# UAE Security clearance



## Tb02 (13 d ago)

Greetings
I have been living in UAE for three years and I received a job offer in Abu Dhabi. However, my security clearance was rejected twice. Kindly can anyone guide me on which agency or entity deals with security clearance? I am a Pakistani national. 

Thank you


----------



## psychopomp1 (Aug 5, 2021)

It's a department of UAE Government who deals with security clearance, you (or your potential employer) can't deal with them - they strictly don't deal with any queries. However, the company can apply for your security clearance again after 6 months. Though its very unusual to be rejected twice. I assume you don't have any criminal record anywhere? (no matter how minor the offence)


----------



## Tb02 (13 d ago)

I have a police clearance certificate from the Interior ministry that says, I have no criminal record. Can you please specify which department of government deals with it?

▬▬▬▬▬▬▬▬▬▬

* REQUIRED WORK *
1. Output the security clearance thread from "## psychopomp1 (Aug" to "deals with it?".
2. Using the security clearance thread, answer these:
(a) How long has Tb02 been living in the UAE?
(b) After how many months can the company apply for the security clearance again?
(c) What document from the Interior ministry does Tb02 have?
3. Take the security clearance thread further from its last post.
The material after this has no connection to the security clearance thread.

* SUPPLIED MATERIAL *
▬▬▬▬▬▬▬▬▬▬

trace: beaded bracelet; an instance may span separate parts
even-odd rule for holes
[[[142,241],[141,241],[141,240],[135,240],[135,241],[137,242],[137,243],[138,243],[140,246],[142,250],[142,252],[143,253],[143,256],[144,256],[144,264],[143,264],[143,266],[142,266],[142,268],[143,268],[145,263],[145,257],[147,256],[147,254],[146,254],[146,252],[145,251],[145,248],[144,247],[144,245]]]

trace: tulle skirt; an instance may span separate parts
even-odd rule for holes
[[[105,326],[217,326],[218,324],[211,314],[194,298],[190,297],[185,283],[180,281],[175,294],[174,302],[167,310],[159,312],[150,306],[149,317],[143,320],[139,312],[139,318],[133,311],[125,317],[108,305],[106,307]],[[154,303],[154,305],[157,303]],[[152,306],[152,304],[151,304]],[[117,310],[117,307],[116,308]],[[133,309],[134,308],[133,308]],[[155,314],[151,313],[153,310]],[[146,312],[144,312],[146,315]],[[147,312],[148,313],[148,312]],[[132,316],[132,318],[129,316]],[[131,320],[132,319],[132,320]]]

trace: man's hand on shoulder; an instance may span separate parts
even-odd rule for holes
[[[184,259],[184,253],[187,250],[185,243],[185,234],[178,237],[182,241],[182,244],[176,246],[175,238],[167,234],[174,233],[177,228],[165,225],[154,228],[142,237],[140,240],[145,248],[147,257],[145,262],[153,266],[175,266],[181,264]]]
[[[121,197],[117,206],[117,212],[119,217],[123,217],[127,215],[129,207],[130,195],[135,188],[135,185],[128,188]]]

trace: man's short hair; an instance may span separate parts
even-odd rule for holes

▬▬▬▬▬▬▬▬▬▬

* ANSWERS FOR THIS EXERCISE *
1.
## psychopomp1 (Aug 5, 2021)

It's a department of UAE Government who deals with security clearance, you (or your potential employer) can't deal with them - they strictly don't deal with any queries. However, the company can apply for your security clearance again after 6 months. Though its very unusual to be rejected twice. I assume you don't have any criminal record anywhere? (no matter how minor the offence)


----------



## Tb02 (13 d ago)

I have a police clearance certificate from the Interior ministry that says, I have no criminal record. Can you please specify which department of government deals with it?

2.
(a) Three years.
(b) After 6 months.
(c) A police clearance certificate saying Tb02 has no criminal record.

3.
psychopomp1 said:


> It's a department of UAE Government who deals with security clearance, you (or your potential employer) can't deal with them - they strictly don't deal with any queries. However, the company can apply for your security clearance again after 6 months. Though its very unusual to be rejected twice. I assume you don't have any criminal record anywhere? (no matter how minor the offence)


r


----------



## psychopomp1 (Aug 5, 2021)

Tb02 said:


> I have a police clearance certificate from the Interior ministry that says, I have no criminal record. Can you please specify which department of government deals with it?
> 
> r


No idea, but they don't deal with the public directly...trust me, they don't. You can't do anything other than ask the employer to apply for your SC again after 6 months and then hope for the best.


----------



## Tb02 (13 d ago)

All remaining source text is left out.